• [WHAT TO WORK ON]:
Will you give every entry again exactly as it stands?
** RECORDS PROVIDED follows **
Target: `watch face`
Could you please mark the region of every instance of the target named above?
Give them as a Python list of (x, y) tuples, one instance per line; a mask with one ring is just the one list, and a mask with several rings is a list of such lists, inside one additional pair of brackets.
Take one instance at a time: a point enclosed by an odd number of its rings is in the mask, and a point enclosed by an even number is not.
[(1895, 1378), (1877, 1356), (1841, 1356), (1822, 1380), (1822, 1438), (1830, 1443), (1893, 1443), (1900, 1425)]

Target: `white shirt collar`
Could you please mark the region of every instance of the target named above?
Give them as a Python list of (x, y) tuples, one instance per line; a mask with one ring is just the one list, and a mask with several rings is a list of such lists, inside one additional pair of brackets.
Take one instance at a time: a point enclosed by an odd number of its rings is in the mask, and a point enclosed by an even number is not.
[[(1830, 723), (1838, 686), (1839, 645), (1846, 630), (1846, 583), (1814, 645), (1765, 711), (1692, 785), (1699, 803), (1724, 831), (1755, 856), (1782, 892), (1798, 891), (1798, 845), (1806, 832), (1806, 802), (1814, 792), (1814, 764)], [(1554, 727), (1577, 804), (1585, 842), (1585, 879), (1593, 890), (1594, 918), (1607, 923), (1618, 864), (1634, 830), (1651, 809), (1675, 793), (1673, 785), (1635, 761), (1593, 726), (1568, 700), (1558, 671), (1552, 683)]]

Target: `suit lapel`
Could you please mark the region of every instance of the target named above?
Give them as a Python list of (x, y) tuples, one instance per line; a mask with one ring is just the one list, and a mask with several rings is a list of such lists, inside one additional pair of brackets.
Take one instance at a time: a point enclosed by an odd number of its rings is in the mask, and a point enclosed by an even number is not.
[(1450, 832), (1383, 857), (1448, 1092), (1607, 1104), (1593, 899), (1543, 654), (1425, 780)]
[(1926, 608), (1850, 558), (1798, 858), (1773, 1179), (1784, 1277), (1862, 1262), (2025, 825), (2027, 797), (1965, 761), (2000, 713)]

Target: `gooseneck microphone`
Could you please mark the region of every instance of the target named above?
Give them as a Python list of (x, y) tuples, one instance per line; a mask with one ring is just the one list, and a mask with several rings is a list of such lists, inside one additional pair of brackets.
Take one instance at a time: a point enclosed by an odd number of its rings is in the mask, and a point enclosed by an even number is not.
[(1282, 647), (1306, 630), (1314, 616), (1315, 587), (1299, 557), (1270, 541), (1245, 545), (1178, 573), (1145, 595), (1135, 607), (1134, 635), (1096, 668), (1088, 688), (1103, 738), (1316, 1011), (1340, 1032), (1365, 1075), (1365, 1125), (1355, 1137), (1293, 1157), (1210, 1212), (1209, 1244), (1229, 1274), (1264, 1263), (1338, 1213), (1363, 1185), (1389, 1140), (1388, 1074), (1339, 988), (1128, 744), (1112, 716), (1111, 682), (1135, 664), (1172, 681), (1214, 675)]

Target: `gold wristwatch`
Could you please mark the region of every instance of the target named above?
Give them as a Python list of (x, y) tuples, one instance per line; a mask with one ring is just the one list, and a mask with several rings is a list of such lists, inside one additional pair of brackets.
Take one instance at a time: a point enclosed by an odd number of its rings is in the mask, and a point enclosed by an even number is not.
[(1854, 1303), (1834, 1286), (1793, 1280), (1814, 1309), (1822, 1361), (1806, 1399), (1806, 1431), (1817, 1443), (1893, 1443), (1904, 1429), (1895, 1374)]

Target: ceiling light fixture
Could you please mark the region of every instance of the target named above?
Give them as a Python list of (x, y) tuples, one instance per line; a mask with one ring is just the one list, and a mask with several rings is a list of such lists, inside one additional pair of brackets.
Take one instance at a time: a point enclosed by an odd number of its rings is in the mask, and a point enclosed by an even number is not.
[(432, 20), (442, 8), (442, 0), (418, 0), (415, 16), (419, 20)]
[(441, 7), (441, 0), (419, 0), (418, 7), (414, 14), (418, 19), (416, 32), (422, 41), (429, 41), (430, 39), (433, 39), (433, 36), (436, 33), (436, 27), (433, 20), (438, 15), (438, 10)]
** End of RECORDS PROVIDED **
• [RESPONSE BOX]:
Target: `watch face`
Could you please mark the region of every instance of the target named above?
Give them as a Python list of (x, y) tuples, one instance per line; a mask with one ring is just the one list, and a mask with several rings is a list of such lists, inside one additional pair of brackets.
Take one instance at a time: a point enclosed by an odd number of its rings is in the mask, and a point enclosed by an even number is not.
[(1895, 1378), (1877, 1356), (1841, 1356), (1822, 1380), (1822, 1438), (1830, 1443), (1893, 1443), (1900, 1425)]

Target: `white shirt collar`
Could you please mark the region of every instance of the target named above?
Give them as a Python list of (x, y) tuples, one instance per line; a mask with one ring is just the one list, and a mask with several rings is a list of such lists, inside one additional pair of brackets.
Take one instance at a time: a point enclosed by an odd number of its rings is in the mask, and a point enclosed by an even number is not.
[[(1830, 723), (1838, 686), (1839, 645), (1846, 630), (1846, 583), (1814, 645), (1765, 711), (1692, 785), (1699, 803), (1724, 831), (1755, 856), (1782, 892), (1798, 891), (1798, 845), (1806, 832), (1806, 802), (1814, 792), (1814, 764)], [(1554, 727), (1577, 804), (1585, 842), (1585, 879), (1593, 890), (1594, 918), (1607, 923), (1618, 864), (1634, 830), (1651, 809), (1675, 793), (1673, 785), (1635, 761), (1593, 726), (1568, 700), (1558, 671), (1552, 683)]]

Target: `suit lapel`
Could you please mark the region of every instance of the target named above?
Give them as a Python list of (x, y) tuples, one instance per line; a mask with one ring is just the one list, and a mask with several rings is a list of such lists, inside one additional pair of brackets.
Take one instance at a time: a point enclosed by an odd number of its rings is in the mask, and a point enclosed by an even number is not.
[(1450, 832), (1383, 857), (1448, 1092), (1607, 1104), (1593, 899), (1543, 654), (1425, 780)]
[(1926, 608), (1850, 558), (1798, 858), (1773, 1179), (1784, 1277), (1862, 1262), (2025, 825), (2027, 797), (1965, 761), (2000, 713)]

Target: `gooseneck microphone`
Could you please mark the region of every instance of the target named above?
Give them as a Python list of (x, y) tuples, one instance per line; a mask with one ring is just the one list, and a mask with several rings is a list of such lists, inside one additional pair of brackets.
Take one instance at a time: a point enclosed by an odd number of its rings is in the mask, and a point enclosed by an even number is not.
[(1282, 647), (1306, 630), (1314, 616), (1315, 587), (1299, 557), (1270, 541), (1245, 545), (1178, 573), (1145, 595), (1135, 607), (1134, 635), (1096, 668), (1088, 688), (1103, 738), (1316, 1011), (1340, 1032), (1365, 1075), (1365, 1125), (1355, 1137), (1293, 1157), (1210, 1212), (1209, 1244), (1229, 1274), (1264, 1263), (1338, 1213), (1363, 1185), (1389, 1140), (1388, 1074), (1339, 988), (1128, 744), (1112, 716), (1111, 682), (1135, 664), (1172, 681), (1214, 675)]

Target: `gold wristwatch`
Could you please mark the region of every instance of the target named above?
Give them as a Python list of (x, y) tuples, one instance per line; a mask with one ring is just the one list, and a mask with several rings is a list of such lists, inside one additional pair of brackets.
Take one instance at a time: a point enclosed by an odd number of its rings is in the mask, and a point enclosed by an even number is not.
[(1854, 1303), (1834, 1286), (1793, 1280), (1814, 1309), (1822, 1361), (1806, 1399), (1806, 1431), (1817, 1443), (1893, 1443), (1904, 1429), (1895, 1374)]

Target: ceiling light fixture
Could you please mark the region of every instance of the target named above?
Give them as a Python list of (x, y) tuples, one instance per line; a mask with one ring is just the one list, and a mask with several rings is a list of such lists, inside one additional pair of brackets.
Take one instance at a time: a point enclosed by an odd number of its rings is in the mask, and a point enclosed by an even number is not.
[(432, 20), (442, 8), (442, 0), (418, 0), (415, 16), (419, 20)]
[(441, 7), (441, 0), (419, 0), (418, 7), (414, 14), (418, 19), (416, 32), (422, 41), (429, 41), (430, 39), (433, 39), (433, 36), (436, 33), (436, 27), (433, 20), (438, 15), (438, 10)]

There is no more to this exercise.